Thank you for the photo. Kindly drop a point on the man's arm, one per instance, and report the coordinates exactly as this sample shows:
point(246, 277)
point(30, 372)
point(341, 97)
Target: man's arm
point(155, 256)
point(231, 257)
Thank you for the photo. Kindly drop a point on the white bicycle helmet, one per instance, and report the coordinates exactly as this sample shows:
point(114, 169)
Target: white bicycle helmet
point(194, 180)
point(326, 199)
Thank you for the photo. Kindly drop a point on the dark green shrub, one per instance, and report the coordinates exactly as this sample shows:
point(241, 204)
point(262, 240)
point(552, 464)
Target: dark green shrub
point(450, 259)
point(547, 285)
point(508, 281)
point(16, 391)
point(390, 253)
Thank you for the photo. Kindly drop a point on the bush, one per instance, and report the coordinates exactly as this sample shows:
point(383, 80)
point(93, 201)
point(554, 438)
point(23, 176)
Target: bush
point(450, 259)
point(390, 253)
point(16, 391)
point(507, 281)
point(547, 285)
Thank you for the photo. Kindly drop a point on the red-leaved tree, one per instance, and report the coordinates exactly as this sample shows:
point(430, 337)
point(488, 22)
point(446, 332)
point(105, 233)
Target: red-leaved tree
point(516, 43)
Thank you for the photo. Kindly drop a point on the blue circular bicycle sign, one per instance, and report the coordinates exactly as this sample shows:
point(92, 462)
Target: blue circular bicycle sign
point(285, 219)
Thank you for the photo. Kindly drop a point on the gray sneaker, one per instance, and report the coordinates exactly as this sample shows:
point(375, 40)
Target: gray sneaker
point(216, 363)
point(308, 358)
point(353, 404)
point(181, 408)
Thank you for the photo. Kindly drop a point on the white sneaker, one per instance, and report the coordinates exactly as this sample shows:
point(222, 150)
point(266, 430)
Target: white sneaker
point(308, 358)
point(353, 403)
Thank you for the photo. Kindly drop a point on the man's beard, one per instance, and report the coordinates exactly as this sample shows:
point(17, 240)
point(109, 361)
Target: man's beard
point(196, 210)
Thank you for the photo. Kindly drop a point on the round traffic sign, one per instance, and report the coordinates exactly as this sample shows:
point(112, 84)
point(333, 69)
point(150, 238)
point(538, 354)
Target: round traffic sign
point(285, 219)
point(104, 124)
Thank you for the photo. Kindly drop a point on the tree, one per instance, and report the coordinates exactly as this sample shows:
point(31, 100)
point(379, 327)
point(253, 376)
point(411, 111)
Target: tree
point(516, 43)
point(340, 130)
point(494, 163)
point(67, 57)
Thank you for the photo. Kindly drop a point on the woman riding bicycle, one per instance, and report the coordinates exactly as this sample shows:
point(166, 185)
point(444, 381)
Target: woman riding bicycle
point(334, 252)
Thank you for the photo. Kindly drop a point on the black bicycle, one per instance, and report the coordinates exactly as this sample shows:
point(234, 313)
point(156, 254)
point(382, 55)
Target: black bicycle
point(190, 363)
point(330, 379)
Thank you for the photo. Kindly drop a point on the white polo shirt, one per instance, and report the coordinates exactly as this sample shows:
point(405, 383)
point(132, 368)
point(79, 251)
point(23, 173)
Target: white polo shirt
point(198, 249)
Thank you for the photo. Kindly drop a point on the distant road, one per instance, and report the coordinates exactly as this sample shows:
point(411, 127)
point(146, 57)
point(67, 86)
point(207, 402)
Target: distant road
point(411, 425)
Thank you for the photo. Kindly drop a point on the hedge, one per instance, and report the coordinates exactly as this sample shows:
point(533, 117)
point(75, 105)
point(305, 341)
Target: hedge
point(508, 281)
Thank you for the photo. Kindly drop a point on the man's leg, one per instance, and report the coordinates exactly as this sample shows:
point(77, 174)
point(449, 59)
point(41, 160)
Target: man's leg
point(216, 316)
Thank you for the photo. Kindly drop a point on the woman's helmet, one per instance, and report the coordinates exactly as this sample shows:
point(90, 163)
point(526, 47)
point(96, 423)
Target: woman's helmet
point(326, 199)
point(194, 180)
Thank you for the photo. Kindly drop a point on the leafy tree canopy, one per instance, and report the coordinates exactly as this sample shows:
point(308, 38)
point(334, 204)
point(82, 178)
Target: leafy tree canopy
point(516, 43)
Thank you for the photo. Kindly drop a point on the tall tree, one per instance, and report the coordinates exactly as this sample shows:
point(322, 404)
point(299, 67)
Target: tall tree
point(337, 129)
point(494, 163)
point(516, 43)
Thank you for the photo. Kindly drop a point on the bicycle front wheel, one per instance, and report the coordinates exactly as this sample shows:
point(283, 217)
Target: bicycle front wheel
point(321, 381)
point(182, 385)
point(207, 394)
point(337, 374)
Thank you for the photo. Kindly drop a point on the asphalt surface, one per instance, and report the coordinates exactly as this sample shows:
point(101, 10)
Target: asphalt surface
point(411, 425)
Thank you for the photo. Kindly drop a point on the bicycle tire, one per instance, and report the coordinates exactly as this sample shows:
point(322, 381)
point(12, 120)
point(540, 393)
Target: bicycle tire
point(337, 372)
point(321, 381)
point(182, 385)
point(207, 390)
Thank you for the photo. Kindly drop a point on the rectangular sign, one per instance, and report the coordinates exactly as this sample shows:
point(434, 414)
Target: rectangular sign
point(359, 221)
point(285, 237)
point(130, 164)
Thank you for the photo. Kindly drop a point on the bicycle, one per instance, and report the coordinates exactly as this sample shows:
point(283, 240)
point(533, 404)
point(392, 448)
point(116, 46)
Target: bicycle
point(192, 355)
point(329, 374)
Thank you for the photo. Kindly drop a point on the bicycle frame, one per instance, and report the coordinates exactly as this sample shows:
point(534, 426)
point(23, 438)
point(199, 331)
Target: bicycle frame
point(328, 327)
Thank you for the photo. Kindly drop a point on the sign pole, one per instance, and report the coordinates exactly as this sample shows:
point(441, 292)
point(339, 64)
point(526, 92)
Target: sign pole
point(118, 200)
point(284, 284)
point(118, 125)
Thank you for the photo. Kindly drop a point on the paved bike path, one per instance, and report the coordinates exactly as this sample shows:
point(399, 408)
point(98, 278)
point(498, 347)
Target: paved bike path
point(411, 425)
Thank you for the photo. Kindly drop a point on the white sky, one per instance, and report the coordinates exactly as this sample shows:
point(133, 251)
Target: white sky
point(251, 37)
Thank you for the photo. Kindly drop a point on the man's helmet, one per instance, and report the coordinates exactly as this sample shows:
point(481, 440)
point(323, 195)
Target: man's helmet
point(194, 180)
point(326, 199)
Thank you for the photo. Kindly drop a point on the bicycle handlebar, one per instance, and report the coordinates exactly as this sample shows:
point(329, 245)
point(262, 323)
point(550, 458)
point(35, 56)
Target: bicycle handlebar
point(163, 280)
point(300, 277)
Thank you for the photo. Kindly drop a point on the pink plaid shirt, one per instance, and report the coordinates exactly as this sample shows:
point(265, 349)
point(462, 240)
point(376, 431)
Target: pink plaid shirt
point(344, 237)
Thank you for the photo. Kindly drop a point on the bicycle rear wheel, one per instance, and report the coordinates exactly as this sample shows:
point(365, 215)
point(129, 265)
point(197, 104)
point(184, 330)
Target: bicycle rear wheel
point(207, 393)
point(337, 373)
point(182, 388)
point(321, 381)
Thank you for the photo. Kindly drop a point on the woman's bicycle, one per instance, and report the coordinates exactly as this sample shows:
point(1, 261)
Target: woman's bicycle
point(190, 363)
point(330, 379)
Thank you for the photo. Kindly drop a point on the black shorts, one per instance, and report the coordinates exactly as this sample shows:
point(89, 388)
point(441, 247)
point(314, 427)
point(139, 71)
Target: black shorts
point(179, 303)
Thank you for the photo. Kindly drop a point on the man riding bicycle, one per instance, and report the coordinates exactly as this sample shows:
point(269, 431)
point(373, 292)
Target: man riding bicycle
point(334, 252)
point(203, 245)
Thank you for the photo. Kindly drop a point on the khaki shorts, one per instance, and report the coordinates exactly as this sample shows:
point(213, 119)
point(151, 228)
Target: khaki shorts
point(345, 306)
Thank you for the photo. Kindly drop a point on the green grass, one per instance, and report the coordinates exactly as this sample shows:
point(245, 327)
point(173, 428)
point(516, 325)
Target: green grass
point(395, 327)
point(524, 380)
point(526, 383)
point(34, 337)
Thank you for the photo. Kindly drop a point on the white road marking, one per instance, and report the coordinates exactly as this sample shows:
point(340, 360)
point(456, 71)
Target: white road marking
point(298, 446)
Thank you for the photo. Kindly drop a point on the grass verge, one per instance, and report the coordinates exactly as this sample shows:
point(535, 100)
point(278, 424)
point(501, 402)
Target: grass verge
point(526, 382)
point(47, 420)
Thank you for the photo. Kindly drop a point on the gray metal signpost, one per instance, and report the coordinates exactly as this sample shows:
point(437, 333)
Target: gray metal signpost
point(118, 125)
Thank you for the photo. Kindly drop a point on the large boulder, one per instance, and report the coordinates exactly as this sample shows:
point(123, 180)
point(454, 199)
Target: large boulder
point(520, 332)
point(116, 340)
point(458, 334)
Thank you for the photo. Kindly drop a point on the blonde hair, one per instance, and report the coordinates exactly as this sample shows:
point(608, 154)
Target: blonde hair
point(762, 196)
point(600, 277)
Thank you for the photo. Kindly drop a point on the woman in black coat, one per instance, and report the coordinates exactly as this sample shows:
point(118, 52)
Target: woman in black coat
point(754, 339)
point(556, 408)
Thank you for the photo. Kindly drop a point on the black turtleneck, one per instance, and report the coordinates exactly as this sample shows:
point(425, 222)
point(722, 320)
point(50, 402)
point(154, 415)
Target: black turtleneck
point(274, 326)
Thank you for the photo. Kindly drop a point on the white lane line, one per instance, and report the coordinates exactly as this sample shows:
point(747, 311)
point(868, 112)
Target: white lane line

> Activity
From the records above, give again exactly the lines running from the line with "black bicycle, one" to the line with "point(23, 173)", inclusive.

> Result of this exercise
Thank you for the photo. Kindly drop a point on the black bicycle, one per instance, and report the coordinates exactly as this sample shows:
point(234, 313)
point(156, 254)
point(382, 55)
Target: black bicycle
point(190, 363)
point(330, 379)
Thank you for the photo. Kindly drop a point on the white polo shirt, one per instance, and report the coordinates exactly as this sample shows:
point(405, 383)
point(132, 368)
point(79, 251)
point(23, 173)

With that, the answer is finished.